* [Directions]: The whole of the data is to be reproduced exactly.

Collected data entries
★ ★ ★ ★ ★

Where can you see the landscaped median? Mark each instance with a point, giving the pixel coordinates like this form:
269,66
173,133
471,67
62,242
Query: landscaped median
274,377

★ ★ ★ ★ ★

* [Answer to the exercise]:
Where can you see the landscaped median? Mark each instance with a point, giving the pixel coordinates like this form:
269,66
173,133
471,67
62,242
Query: landscaped median
274,377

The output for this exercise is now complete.